> **Your task**:
Wherever the string "house" appears in a line of the listing below, report that line.

> **Data provided**:
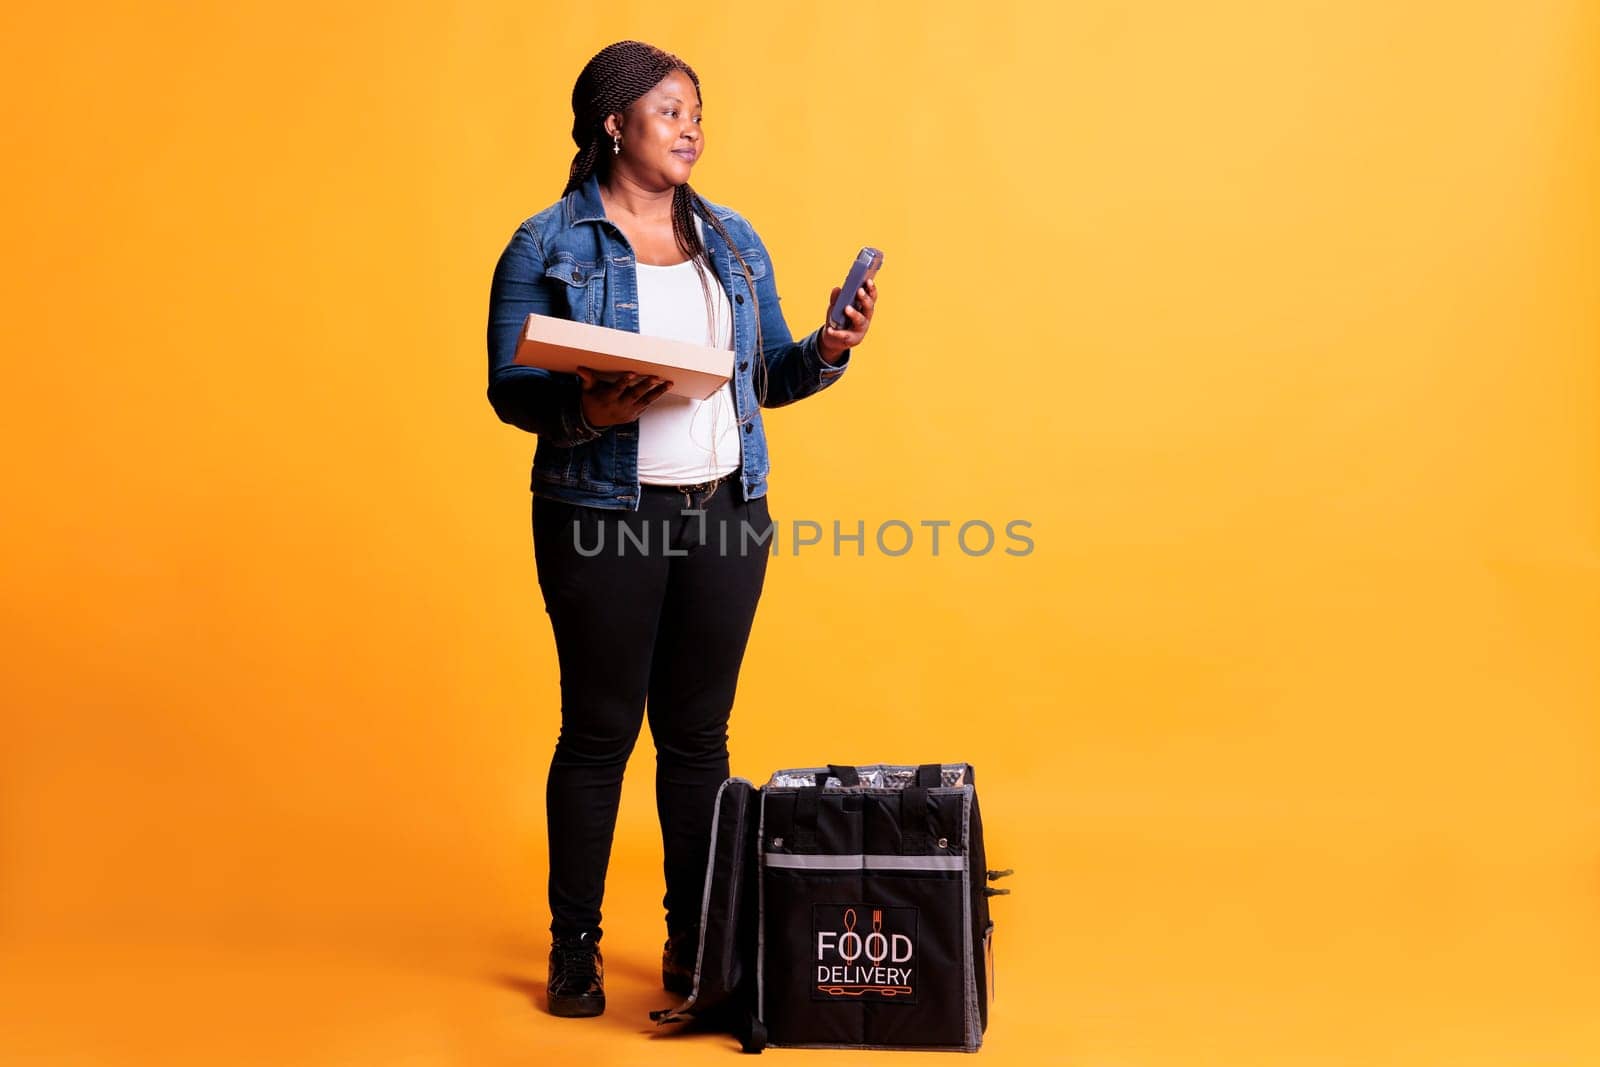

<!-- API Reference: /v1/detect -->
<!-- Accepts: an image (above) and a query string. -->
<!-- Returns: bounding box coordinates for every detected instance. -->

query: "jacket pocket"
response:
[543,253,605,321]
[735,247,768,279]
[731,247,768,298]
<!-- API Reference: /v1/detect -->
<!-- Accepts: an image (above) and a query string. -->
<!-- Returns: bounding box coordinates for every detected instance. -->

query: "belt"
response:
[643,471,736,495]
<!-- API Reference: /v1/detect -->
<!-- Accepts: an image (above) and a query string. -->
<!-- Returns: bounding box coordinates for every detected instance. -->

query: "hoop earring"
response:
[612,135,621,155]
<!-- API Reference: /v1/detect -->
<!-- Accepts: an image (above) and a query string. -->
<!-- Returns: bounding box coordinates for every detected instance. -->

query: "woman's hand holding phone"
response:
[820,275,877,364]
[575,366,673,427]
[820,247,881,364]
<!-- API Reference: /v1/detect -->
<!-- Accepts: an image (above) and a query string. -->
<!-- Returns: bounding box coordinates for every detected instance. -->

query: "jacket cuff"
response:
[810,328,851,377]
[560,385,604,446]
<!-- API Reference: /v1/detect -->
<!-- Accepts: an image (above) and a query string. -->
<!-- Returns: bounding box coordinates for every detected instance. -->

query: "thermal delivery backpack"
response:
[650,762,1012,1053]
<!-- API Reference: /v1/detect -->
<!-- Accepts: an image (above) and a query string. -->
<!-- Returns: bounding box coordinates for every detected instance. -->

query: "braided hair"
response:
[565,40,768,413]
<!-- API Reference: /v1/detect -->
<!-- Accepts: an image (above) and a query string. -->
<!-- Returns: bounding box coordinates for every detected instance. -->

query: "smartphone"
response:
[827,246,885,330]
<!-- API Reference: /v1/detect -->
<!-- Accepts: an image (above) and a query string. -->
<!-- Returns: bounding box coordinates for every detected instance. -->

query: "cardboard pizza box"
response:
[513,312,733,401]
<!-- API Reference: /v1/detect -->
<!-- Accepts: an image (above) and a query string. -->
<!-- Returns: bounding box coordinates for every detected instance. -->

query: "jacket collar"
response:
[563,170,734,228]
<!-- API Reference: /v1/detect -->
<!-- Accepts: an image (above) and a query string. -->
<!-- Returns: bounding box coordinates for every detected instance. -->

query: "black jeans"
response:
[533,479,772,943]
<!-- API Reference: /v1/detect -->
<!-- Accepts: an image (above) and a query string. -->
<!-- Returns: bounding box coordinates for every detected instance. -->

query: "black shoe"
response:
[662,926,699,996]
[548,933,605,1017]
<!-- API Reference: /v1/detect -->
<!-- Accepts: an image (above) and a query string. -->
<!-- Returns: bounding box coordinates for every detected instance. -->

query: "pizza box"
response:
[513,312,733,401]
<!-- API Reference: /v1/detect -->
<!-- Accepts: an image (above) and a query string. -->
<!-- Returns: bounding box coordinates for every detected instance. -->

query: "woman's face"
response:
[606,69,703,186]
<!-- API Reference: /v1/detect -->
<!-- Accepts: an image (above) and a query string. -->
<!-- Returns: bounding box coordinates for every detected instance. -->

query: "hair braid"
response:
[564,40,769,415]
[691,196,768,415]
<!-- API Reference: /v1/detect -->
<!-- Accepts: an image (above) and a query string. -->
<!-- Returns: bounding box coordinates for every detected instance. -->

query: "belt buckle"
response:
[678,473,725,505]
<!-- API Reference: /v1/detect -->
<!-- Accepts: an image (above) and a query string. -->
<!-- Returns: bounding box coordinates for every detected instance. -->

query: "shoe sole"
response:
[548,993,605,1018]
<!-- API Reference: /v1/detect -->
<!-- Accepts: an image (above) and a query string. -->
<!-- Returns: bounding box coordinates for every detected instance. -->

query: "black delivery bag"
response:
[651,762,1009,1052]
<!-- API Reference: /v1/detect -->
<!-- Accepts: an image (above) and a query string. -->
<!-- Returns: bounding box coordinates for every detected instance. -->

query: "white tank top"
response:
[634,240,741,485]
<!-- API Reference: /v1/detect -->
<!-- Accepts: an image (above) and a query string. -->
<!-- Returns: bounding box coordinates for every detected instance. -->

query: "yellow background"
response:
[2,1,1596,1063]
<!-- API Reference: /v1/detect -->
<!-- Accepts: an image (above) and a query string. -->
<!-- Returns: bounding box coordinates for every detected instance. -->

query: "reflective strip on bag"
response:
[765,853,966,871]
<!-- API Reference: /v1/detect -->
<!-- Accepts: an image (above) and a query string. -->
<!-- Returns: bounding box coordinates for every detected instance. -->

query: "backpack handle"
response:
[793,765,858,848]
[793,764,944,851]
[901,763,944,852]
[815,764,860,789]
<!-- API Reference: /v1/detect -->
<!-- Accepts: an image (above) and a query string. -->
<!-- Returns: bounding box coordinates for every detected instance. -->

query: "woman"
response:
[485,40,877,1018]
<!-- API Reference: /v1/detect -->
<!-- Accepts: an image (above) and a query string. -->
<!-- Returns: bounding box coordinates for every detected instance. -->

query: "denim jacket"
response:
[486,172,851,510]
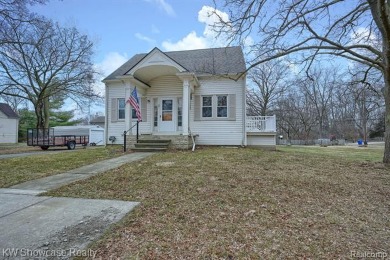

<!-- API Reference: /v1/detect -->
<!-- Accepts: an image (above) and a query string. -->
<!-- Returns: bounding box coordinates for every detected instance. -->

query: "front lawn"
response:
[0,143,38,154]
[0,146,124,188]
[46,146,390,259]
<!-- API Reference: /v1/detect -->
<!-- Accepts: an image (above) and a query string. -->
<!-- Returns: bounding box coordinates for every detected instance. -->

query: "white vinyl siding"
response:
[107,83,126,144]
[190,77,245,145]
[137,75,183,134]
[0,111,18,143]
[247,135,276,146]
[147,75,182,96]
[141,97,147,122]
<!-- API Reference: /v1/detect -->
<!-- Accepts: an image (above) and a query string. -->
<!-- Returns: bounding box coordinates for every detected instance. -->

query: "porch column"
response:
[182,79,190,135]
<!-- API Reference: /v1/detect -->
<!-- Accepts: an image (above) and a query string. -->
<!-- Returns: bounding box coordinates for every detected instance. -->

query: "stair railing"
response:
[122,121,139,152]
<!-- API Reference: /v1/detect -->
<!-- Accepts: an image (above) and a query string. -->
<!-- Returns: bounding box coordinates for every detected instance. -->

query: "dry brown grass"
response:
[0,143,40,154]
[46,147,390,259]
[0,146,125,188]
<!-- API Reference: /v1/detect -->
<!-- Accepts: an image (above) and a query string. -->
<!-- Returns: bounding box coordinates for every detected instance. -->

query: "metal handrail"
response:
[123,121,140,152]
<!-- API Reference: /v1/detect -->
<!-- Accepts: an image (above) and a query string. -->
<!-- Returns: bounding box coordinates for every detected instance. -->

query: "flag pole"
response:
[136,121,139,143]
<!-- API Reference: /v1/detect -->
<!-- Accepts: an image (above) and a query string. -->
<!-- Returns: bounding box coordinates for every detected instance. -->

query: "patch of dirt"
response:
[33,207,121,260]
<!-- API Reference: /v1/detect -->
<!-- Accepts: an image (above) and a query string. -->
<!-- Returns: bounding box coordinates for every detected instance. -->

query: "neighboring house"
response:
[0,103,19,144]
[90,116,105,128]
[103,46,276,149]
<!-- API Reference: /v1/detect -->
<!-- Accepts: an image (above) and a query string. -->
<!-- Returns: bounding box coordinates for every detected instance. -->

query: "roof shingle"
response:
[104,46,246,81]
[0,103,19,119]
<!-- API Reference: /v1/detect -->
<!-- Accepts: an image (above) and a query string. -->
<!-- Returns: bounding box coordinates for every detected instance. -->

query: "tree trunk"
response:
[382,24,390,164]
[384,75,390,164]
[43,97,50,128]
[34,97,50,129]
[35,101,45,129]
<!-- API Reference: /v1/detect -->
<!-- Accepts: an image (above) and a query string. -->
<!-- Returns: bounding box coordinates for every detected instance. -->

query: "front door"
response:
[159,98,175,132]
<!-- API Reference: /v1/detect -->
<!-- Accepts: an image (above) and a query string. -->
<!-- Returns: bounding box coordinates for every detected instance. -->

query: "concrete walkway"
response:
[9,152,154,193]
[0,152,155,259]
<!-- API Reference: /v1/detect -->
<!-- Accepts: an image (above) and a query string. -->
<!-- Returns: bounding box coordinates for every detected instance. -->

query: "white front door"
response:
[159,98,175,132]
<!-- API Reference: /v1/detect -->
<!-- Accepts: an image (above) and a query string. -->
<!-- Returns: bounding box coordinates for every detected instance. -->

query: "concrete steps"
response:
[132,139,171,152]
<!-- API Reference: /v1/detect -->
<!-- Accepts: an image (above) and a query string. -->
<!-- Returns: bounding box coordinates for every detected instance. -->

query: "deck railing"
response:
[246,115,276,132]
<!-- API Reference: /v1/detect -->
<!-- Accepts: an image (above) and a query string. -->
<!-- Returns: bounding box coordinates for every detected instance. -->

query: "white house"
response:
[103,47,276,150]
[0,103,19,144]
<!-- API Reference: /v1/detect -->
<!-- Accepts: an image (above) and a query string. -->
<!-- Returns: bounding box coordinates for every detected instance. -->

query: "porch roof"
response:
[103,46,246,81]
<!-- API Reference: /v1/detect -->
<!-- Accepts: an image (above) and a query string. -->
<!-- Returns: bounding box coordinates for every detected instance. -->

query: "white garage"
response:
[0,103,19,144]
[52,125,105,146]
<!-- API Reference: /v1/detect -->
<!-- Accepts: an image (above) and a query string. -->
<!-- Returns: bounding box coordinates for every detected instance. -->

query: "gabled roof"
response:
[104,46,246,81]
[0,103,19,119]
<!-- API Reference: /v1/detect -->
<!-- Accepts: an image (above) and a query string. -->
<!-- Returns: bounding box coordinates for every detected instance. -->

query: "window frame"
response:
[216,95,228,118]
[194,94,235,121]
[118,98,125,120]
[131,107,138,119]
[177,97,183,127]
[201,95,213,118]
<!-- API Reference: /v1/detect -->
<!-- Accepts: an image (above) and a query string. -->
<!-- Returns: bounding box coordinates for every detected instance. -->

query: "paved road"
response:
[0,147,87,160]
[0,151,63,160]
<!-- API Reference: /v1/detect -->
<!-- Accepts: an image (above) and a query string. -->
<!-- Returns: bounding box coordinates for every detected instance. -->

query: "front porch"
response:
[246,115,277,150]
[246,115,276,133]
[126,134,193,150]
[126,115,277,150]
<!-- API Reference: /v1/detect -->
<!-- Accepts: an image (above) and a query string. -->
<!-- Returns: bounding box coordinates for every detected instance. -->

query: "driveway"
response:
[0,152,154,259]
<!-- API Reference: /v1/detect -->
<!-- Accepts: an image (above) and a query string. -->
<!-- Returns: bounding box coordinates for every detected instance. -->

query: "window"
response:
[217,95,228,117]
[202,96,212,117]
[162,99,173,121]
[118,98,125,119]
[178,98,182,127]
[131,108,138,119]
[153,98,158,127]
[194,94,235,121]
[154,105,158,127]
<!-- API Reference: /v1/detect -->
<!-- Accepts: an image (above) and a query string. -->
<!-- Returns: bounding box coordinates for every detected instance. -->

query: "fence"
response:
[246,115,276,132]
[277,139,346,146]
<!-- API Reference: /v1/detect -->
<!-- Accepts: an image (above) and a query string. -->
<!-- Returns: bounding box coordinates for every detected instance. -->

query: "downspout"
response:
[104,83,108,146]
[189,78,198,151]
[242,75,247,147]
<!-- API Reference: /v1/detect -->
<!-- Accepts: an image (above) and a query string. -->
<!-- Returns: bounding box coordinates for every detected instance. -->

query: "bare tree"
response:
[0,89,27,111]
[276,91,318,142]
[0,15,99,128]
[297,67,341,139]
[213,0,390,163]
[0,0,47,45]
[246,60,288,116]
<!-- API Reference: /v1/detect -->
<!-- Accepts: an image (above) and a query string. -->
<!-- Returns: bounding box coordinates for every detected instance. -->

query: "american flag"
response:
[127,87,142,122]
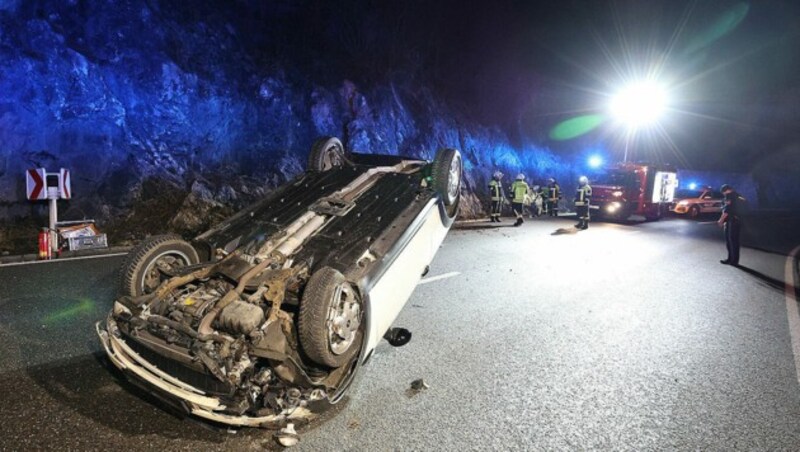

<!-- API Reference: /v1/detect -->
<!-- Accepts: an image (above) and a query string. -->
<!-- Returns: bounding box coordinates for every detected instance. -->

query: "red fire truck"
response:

> **Completed exercise**:
query: "neighboring house"
query: "white house"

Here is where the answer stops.